■ TASK DESCRIPTION: Output the lines that follow exactly as they are.

■ MATERIAL FOR THIS TASK:
------------------------------------

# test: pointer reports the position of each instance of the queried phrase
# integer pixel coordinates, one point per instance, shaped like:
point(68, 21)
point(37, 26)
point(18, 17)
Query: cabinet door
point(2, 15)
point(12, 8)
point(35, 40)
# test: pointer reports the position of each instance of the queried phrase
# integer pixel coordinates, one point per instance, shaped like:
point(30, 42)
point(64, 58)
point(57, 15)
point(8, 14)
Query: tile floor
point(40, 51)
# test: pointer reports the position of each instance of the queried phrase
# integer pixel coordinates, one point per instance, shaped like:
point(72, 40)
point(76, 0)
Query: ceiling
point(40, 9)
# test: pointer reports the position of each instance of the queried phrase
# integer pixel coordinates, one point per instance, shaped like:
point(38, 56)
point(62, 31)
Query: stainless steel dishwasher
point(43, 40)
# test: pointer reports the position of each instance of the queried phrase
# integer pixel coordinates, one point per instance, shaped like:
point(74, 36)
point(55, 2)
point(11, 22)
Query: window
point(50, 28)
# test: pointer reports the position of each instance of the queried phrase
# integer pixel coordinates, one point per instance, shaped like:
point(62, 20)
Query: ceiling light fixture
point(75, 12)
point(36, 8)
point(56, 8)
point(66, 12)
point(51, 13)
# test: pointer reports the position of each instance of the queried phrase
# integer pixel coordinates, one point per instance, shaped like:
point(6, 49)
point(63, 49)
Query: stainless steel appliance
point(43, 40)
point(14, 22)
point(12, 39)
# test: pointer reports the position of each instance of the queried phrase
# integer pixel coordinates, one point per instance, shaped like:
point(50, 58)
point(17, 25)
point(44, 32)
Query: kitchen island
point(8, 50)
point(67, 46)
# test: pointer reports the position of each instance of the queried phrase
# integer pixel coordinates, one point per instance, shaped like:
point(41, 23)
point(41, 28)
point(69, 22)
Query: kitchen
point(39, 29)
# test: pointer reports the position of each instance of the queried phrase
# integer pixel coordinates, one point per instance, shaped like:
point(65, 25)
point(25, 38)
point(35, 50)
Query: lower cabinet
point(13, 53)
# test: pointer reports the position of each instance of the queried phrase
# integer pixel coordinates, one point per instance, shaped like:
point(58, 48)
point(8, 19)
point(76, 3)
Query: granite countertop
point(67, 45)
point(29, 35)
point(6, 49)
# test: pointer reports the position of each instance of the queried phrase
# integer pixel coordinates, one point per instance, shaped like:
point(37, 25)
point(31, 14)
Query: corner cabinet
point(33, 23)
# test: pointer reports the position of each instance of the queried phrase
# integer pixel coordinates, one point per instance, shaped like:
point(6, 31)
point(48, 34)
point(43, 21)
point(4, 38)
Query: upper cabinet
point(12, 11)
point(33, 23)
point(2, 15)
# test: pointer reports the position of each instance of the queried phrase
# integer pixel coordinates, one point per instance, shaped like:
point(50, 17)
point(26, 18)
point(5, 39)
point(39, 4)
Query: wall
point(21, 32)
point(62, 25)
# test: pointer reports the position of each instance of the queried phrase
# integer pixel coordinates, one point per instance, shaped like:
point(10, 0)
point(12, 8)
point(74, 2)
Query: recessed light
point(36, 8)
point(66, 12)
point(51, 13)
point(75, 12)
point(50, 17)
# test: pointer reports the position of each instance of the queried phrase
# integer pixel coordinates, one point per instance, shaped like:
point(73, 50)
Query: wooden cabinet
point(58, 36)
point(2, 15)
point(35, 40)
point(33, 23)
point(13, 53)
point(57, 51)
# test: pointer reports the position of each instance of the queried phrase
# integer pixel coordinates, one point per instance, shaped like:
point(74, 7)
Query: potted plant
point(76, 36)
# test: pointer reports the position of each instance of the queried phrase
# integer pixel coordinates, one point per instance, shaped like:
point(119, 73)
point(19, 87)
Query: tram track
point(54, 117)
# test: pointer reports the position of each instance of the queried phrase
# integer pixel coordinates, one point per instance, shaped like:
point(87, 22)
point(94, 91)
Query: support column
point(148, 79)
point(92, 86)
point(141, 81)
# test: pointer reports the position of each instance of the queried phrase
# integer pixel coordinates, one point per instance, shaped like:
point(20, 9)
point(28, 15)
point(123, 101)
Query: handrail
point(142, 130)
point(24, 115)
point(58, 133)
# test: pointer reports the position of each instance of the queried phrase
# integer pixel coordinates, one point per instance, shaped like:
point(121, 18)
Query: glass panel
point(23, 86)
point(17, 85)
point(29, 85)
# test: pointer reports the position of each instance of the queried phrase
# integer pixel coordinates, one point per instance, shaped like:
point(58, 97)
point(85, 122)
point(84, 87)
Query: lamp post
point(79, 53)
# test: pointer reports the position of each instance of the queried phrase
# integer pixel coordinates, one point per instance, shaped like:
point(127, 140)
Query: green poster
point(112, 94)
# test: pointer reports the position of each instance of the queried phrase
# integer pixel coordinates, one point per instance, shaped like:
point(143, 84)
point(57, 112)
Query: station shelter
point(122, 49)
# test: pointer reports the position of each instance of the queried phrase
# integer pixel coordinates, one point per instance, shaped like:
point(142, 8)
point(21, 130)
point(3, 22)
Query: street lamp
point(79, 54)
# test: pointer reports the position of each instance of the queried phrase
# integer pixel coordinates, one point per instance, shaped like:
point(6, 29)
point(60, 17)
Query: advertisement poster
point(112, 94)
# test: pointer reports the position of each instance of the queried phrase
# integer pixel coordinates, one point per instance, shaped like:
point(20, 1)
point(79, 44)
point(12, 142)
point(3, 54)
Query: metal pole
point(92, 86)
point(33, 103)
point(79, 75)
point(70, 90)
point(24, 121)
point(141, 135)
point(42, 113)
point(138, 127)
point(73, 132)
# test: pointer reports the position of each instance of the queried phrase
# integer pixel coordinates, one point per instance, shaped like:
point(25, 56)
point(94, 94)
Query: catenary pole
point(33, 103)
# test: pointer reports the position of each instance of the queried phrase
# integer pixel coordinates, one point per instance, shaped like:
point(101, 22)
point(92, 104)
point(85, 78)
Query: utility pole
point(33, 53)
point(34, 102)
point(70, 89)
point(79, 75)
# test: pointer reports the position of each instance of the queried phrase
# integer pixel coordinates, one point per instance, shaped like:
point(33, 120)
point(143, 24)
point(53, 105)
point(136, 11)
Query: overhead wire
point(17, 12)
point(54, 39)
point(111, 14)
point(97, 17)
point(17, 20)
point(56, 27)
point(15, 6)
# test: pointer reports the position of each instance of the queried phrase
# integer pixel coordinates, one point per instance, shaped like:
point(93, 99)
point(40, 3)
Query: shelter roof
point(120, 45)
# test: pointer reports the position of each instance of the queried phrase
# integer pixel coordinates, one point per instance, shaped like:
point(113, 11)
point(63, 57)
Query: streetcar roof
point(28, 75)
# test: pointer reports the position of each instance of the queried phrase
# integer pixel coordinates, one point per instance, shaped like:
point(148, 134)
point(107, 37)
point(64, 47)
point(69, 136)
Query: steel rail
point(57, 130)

------------------------------------

■ OUTPUT FOR THIS TASK:
# test: pointer reports the position of each instance of the queried phrase
# integer pixel coordinates, one point per instance, shaped like:
point(68, 21)
point(37, 26)
point(18, 17)
Query: cabinet door
point(2, 15)
point(12, 8)
point(35, 40)
# test: pointer reports the position of each instance of the queried phrase
# integer pixel coordinates, one point per instance, shaped like:
point(30, 42)
point(64, 58)
point(57, 15)
point(8, 14)
Query: tile floor
point(40, 51)
# test: pointer reports the position of each instance of the queried phrase
# integer pixel coordinates, one point per instance, shaped like:
point(72, 40)
point(76, 0)
Query: ceiling
point(40, 9)
# test: pointer reports the position of each instance of the queried phrase
# integer pixel coordinates, one point per instance, shaped like:
point(38, 56)
point(62, 31)
Query: stainless steel dishwasher
point(43, 40)
# test: pointer reports the position of each instance of the queried phrase
# integer pixel coordinates, one point per instance, shaped like:
point(74, 36)
point(55, 2)
point(11, 22)
Query: window
point(50, 28)
# test: pointer reports the position of each instance of the queried phrase
# integer pixel coordinates, one point per instance, shaped like:
point(62, 20)
Query: ceiling light fixture
point(75, 12)
point(36, 8)
point(56, 8)
point(66, 12)
point(51, 13)
# test: pointer reports the position of each instance of the queried phrase
# integer pixel coordinates, one point per instance, shaped like:
point(6, 49)
point(63, 49)
Query: stainless steel appliance
point(43, 40)
point(14, 22)
point(12, 39)
# test: pointer reports the position of each instance of the queried phrase
# integer pixel coordinates, one point per instance, shaped like:
point(50, 58)
point(17, 25)
point(44, 32)
Query: kitchen island
point(8, 50)
point(67, 46)
# test: pointer reports the position of each instance of the queried phrase
# integer pixel coordinates, one point per instance, shaped like:
point(41, 23)
point(41, 28)
point(69, 22)
Query: kitchen
point(39, 29)
# test: pointer reports the position of each instance of the queried phrase
# integer pixel coordinates, one point per instance, shaped like:
point(65, 25)
point(25, 38)
point(35, 50)
Query: lower cabinet
point(13, 53)
# test: pointer reports the position of each instance of the queried phrase
# integer pixel coordinates, one point per instance, shaped like:
point(58, 48)
point(8, 19)
point(76, 3)
Query: granite countertop
point(67, 45)
point(29, 35)
point(6, 49)
# test: pointer reports the position of each instance of the queried phrase
# integer pixel coordinates, one point per instance, shaped like:
point(37, 25)
point(31, 14)
Query: corner cabinet
point(33, 23)
# test: pointer reports the position of each instance of the queried phrase
# integer pixel coordinates, one point per instance, shaped like:
point(6, 31)
point(48, 34)
point(43, 21)
point(4, 38)
Query: upper cabinet
point(12, 11)
point(33, 23)
point(2, 15)
# test: pointer reports the position of each instance of the queried phrase
# integer pixel coordinates, one point per instance, shaped like:
point(50, 17)
point(26, 18)
point(5, 39)
point(39, 4)
Query: wall
point(21, 32)
point(62, 25)
# test: pointer reports the position of each instance of the queried phrase
# integer pixel coordinates, one point per instance, shaped like:
point(10, 0)
point(12, 8)
point(74, 2)
Query: recessed light
point(36, 8)
point(66, 12)
point(51, 13)
point(75, 12)
point(50, 17)
# test: pointer reports the position of each instance of the queried phrase
# integer pixel coordinates, one point per instance, shaped like:
point(73, 50)
Query: wooden cabinet
point(58, 36)
point(2, 15)
point(35, 40)
point(33, 23)
point(13, 53)
point(57, 51)
# test: pointer reports the position of each instance of the queried phrase
# integer pixel coordinates, one point per instance, shaped like:
point(74, 7)
Query: potted plant
point(76, 36)
# test: pointer reports the position of each instance of the queried phrase
# integer pixel coordinates, one point per instance, shaped like:
point(119, 73)
point(19, 87)
Query: tram track
point(54, 117)
# test: pointer reports the position of each instance of the queried phrase
# integer pixel coordinates, one point per instance, shaped like:
point(87, 22)
point(94, 91)
Query: support column
point(148, 79)
point(92, 86)
point(141, 81)
# test: pointer reports the position of each instance of the queried phrase
# integer pixel coordinates, one point per instance, shaped like:
point(20, 9)
point(28, 15)
point(123, 101)
Query: handrail
point(142, 130)
point(24, 115)
point(58, 133)
# test: pointer reports the position of each instance of the queried phrase
# integer pixel coordinates, one point per instance, shaped like:
point(121, 18)
Query: glass panel
point(23, 86)
point(17, 85)
point(29, 85)
# test: pointer reports the position of each instance of the queried phrase
# integer pixel coordinates, one point per instance, shaped like:
point(58, 97)
point(85, 122)
point(84, 87)
Query: lamp post
point(79, 53)
# test: pointer reports the position of each instance of the queried phrase
# integer pixel coordinates, one point per instance, shaped like:
point(127, 140)
Query: green poster
point(112, 94)
# test: pointer reports the position of each instance of the queried phrase
# integer pixel coordinates, one point per instance, shaped like:
point(143, 84)
point(57, 112)
Query: station shelter
point(122, 49)
# test: pointer reports the position of each instance of the queried phrase
# integer pixel coordinates, one point per instance, shaped like:
point(142, 8)
point(21, 130)
point(3, 22)
Query: street lamp
point(79, 54)
# test: pointer reports the position of each instance of the queried phrase
# integer pixel coordinates, one point per instance, shaped like:
point(6, 29)
point(60, 17)
Query: advertisement poster
point(112, 94)
# test: pointer reports the position of each instance of the queried phrase
# integer pixel coordinates, one point per instance, shaped like:
point(20, 1)
point(79, 44)
point(12, 142)
point(3, 54)
Query: metal pole
point(92, 86)
point(33, 103)
point(79, 75)
point(70, 90)
point(24, 121)
point(141, 135)
point(42, 113)
point(138, 127)
point(73, 132)
# test: pointer reports the position of each instance of the queried phrase
# integer pixel coordinates, one point per instance, shaped like:
point(25, 56)
point(94, 94)
Query: catenary pole
point(33, 103)
# test: pointer reports the position of each instance of the queried phrase
# integer pixel coordinates, one point per instance, shaped like:
point(101, 22)
point(92, 104)
point(85, 78)
Query: utility pole
point(33, 53)
point(34, 102)
point(70, 89)
point(79, 75)
# test: pointer reports the position of each instance of the queried phrase
# integer pixel coordinates, one point per instance, shaped like:
point(33, 120)
point(143, 24)
point(53, 105)
point(136, 11)
Query: overhead wire
point(17, 12)
point(54, 39)
point(111, 14)
point(97, 17)
point(17, 20)
point(56, 27)
point(15, 6)
# test: pointer reports the position of each instance of the queried phrase
# integer pixel coordinates, one point per instance, shaped like:
point(93, 99)
point(40, 3)
Query: shelter roof
point(120, 45)
# test: pointer reports the position of each instance of the queried phrase
# integer pixel coordinates, one point per instance, shaped like:
point(113, 11)
point(63, 57)
Query: streetcar roof
point(28, 75)
# test: pointer reports the position of each instance of the queried phrase
# integer pixel coordinates, one point per instance, shaped like:
point(148, 134)
point(107, 37)
point(64, 47)
point(69, 136)
Query: steel rail
point(57, 130)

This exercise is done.